» Task brief
Rewrite the passage of the medical marijuana article that begins at the words "But why, exactly, do" and stops after "their health disorders.", changing every "patients" to "residents".

» Extract
California voters approved medical marijuana 20 years ago, and the system they created has become a staple of the state’s healthcare community. Indeed, medicinal cannabis has proved so popular over the years that voters will likely legalize the drug for recreation in the November election.
But why, exactly, do Californians use the stuff? What conditions are they treating, and how does marijuana help them?
A new graph, published by the digital medical platform HelloMD, demonstrates why patients across the state use medical marijuana. It gives insight into the near-countless conditions that respond to cannabis, from anxiety to epilepsy, and shows how medical use of the drug has expanded over the years.
HelloMD surveyed more than 1,400 California patients who use medical marijuana. The study found 66 percent use it as first-line treatment for their health disorders.
Marijuana provides medicinal benefit for a long list of conditions
Although MMJ is better known as a treatment for pain, glaucoma, and epilepsy, its most common use is for anxiety. There may be a couple of reasons for this: Marijuana is a good medicine for anxiety, true, but the symptoms are vague and easy to fake, so many illegitimate patients frequently use this diagnosis to get it.

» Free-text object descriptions
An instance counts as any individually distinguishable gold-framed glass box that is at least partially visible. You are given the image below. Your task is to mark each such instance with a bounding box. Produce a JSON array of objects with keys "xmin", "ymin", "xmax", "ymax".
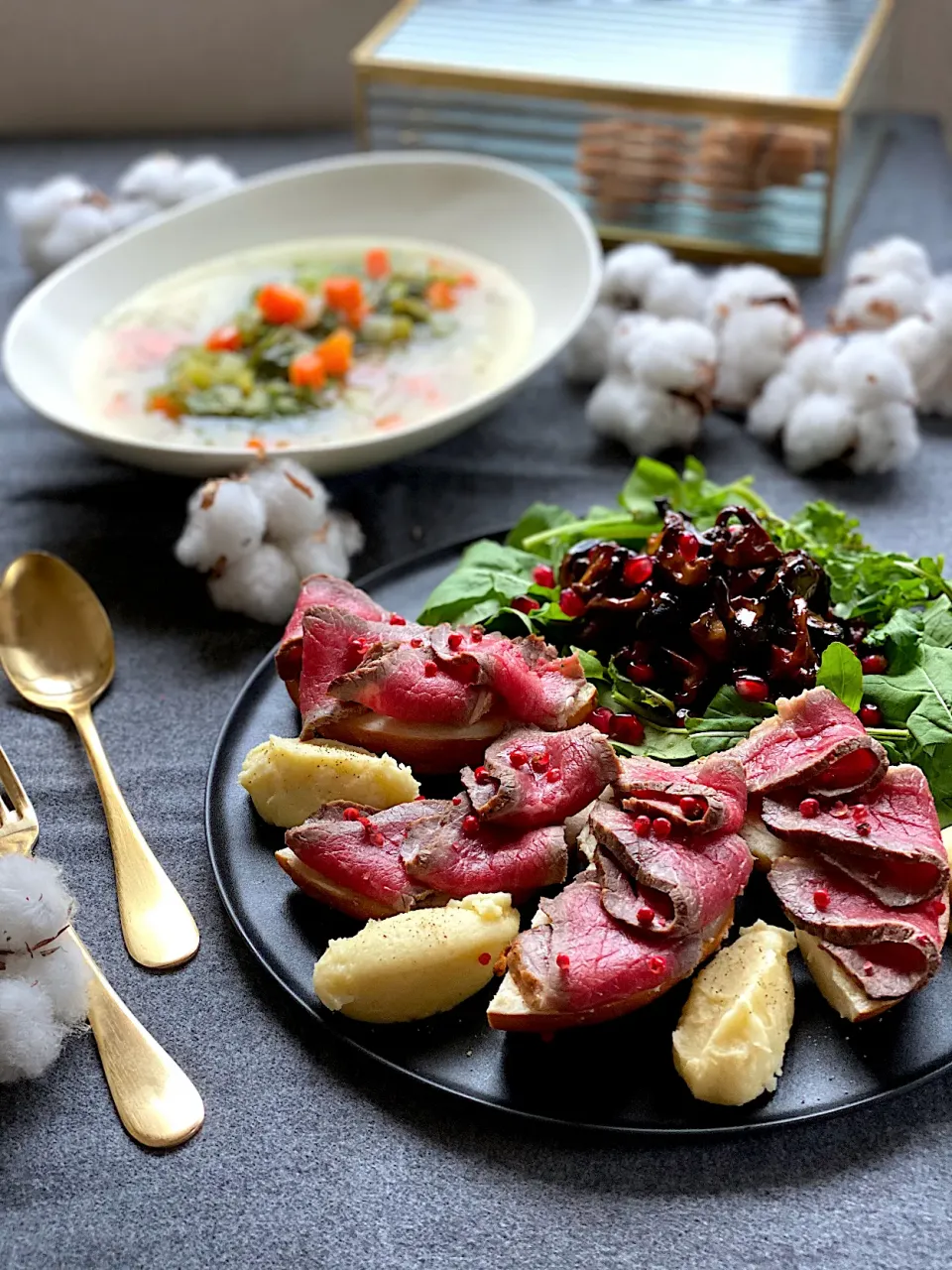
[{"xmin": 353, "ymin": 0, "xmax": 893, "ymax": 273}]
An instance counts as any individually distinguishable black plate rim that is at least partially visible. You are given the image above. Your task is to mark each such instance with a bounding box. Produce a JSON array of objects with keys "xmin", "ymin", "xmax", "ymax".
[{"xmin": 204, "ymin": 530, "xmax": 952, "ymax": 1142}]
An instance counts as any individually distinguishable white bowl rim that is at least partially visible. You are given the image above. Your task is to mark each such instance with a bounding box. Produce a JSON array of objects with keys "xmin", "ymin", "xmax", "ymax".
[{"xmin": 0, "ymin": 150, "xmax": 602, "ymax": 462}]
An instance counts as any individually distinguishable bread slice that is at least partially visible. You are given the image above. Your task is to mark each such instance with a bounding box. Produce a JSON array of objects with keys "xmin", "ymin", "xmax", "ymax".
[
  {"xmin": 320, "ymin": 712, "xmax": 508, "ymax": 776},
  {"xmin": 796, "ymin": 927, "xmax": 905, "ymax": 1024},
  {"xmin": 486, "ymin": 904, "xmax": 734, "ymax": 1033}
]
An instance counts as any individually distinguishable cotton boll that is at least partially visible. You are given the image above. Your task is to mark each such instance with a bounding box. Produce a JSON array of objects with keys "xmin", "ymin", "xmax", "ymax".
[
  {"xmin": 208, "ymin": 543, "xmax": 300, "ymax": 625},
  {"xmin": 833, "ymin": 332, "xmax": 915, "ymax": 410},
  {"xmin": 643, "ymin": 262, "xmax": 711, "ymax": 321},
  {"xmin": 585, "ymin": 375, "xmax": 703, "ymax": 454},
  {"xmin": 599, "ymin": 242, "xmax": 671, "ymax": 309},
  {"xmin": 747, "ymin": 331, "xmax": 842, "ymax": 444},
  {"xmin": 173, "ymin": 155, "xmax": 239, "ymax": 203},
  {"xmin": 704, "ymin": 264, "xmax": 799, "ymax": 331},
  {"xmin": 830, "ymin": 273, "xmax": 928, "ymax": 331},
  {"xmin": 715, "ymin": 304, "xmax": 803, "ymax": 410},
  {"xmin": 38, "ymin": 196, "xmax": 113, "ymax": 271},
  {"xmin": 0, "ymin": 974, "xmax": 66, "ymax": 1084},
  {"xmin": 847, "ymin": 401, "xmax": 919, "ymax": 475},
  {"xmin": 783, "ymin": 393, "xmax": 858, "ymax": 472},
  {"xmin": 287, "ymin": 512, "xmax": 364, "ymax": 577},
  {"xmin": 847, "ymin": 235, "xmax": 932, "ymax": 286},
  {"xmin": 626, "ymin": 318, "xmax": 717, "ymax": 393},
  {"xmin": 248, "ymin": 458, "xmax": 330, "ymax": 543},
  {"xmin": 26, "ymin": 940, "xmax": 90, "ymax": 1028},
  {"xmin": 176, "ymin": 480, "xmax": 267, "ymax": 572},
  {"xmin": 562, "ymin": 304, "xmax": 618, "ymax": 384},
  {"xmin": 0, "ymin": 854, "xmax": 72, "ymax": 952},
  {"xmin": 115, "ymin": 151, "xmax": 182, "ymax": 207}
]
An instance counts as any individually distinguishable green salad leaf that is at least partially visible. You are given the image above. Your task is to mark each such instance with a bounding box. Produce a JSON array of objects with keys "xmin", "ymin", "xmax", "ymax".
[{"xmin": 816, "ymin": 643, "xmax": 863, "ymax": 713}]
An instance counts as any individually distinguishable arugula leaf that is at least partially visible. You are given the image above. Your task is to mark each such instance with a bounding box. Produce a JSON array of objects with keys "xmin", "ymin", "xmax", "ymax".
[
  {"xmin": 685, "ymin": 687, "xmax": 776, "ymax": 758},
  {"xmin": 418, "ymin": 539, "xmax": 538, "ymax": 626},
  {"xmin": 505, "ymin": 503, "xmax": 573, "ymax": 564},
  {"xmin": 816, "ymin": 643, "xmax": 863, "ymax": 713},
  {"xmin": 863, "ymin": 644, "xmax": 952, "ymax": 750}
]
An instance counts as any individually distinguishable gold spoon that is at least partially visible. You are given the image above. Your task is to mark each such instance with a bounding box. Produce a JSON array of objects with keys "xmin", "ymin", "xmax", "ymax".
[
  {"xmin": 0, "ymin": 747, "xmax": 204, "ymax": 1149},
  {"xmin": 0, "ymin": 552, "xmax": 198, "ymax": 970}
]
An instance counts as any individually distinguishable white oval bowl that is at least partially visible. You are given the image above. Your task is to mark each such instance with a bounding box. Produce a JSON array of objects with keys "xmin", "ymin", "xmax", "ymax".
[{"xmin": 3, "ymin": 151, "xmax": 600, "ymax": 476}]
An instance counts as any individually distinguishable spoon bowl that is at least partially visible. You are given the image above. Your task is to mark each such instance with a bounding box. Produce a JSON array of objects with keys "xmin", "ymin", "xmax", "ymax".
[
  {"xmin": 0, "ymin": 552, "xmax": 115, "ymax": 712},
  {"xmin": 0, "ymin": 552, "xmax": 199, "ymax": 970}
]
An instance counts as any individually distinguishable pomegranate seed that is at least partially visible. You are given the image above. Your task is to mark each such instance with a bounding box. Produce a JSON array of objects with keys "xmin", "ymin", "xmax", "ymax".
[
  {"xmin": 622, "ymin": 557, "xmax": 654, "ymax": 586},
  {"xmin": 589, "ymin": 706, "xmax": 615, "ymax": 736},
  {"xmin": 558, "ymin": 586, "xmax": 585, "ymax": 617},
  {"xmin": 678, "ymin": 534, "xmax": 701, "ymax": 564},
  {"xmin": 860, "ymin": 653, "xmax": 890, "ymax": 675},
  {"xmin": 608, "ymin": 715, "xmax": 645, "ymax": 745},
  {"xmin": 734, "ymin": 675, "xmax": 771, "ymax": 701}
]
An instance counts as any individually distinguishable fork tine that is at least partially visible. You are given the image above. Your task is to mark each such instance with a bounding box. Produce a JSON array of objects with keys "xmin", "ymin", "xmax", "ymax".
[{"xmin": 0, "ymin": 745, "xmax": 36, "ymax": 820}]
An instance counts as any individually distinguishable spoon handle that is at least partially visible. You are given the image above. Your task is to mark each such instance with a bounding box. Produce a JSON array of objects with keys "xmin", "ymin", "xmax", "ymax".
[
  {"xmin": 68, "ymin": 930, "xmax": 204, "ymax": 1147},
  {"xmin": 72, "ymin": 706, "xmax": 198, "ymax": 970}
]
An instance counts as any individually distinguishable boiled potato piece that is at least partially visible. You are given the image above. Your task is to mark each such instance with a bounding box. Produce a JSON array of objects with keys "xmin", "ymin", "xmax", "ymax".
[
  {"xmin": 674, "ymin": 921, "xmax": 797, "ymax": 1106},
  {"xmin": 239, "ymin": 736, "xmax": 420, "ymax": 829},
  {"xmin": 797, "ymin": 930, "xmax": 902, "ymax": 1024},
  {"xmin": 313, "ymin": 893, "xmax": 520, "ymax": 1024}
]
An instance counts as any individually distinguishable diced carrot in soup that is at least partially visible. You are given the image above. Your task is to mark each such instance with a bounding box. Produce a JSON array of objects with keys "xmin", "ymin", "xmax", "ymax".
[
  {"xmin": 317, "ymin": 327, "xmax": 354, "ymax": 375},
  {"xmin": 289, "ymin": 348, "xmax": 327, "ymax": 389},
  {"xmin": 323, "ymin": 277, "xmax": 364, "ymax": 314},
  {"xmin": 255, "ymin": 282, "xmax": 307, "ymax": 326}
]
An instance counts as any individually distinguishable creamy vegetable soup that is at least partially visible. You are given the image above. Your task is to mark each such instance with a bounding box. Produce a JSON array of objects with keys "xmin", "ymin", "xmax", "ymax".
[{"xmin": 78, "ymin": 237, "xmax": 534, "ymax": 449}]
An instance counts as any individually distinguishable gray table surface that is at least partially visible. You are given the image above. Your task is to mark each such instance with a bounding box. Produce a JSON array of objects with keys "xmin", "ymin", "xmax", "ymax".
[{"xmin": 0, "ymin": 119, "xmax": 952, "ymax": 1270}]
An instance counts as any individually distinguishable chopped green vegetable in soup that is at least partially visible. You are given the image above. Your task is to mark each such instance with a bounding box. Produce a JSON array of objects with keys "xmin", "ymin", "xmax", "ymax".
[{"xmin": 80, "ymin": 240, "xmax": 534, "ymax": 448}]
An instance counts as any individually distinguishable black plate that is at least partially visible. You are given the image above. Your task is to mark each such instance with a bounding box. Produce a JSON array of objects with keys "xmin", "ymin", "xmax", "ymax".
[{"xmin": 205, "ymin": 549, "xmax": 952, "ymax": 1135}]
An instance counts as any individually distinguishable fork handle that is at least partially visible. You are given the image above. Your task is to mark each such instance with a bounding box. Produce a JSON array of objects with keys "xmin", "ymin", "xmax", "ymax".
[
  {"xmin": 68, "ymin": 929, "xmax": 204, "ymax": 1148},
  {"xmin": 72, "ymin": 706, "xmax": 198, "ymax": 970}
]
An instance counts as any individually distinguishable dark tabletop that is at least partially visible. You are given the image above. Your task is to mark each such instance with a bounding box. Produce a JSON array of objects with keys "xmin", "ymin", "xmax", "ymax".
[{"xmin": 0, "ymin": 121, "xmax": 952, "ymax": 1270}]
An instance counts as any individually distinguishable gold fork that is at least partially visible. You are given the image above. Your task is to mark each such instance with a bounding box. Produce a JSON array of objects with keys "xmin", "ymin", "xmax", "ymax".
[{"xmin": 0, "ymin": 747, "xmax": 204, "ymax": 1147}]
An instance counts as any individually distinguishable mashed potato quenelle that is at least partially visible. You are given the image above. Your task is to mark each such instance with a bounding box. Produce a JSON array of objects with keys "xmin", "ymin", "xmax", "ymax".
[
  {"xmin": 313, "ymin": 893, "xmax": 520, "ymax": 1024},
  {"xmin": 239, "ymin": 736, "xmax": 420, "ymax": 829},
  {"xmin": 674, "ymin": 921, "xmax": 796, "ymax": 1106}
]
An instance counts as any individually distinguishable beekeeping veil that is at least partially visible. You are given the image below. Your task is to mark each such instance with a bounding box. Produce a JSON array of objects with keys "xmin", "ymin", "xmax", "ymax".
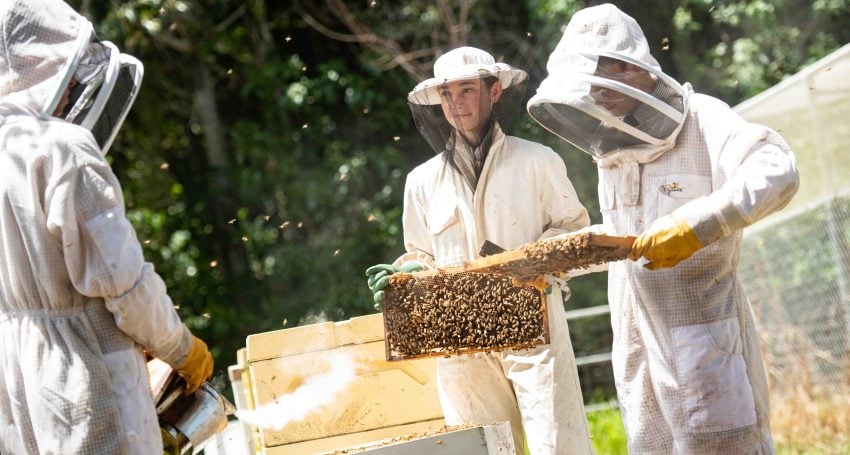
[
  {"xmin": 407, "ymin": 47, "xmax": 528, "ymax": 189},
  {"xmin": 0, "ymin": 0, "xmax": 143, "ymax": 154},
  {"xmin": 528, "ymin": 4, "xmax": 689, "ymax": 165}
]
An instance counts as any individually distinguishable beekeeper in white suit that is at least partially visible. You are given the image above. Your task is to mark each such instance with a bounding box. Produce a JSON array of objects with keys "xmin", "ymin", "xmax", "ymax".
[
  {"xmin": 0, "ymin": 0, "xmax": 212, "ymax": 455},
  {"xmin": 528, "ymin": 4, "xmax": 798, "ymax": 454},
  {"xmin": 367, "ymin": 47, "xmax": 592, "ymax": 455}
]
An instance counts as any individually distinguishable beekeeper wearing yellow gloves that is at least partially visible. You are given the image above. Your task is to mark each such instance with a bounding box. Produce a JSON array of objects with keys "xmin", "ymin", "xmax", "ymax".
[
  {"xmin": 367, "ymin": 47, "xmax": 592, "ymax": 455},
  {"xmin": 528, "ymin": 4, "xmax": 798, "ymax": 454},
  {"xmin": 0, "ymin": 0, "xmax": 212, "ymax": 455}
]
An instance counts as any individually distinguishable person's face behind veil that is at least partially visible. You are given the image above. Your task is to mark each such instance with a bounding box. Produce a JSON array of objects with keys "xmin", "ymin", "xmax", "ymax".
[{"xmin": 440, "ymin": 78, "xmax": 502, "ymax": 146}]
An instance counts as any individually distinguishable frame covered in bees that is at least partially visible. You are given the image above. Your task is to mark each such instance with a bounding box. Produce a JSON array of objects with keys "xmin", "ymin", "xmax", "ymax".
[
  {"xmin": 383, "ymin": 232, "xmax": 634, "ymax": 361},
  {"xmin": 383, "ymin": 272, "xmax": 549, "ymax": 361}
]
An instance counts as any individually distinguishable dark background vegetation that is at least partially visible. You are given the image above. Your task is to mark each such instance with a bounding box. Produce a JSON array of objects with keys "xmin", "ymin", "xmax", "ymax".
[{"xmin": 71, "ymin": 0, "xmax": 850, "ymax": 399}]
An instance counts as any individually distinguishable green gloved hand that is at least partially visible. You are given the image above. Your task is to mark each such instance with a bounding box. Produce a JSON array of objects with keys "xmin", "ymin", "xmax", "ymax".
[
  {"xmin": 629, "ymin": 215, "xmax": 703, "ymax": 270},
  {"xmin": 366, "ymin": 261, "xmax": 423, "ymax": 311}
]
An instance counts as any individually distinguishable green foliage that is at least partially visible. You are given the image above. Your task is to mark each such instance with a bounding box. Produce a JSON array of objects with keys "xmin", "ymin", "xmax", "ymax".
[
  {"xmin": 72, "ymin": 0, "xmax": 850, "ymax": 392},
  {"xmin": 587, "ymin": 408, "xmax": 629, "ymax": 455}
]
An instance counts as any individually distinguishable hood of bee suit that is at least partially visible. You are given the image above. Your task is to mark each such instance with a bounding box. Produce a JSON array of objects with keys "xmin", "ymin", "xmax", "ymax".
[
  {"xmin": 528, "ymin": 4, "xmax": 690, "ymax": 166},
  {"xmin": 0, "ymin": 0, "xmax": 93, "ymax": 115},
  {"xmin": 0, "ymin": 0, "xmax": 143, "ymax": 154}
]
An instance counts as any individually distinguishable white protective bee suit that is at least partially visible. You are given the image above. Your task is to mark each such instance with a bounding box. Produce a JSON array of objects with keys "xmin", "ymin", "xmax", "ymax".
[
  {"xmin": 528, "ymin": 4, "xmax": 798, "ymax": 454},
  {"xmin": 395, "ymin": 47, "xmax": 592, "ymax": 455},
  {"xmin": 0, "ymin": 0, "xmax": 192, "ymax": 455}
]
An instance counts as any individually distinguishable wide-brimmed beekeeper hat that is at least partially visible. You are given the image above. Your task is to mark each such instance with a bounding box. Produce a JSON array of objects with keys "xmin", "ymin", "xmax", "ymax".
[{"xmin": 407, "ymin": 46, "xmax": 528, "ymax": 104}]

» Reply
But why, exactly, do Californians use the stuff? What conditions are they treating, and how does marijuana help them?
A new graph, published by the digital medical platform HelloMD, demonstrates why residents across the state use medical marijuana. It gives insight into the near-countless conditions that respond to cannabis, from anxiety to epilepsy, and shows how medical use of the drug has expanded over the years.
HelloMD surveyed more than 1,400 California residents who use medical marijuana. The study found 66 percent use it as first-line treatment for their health disorders.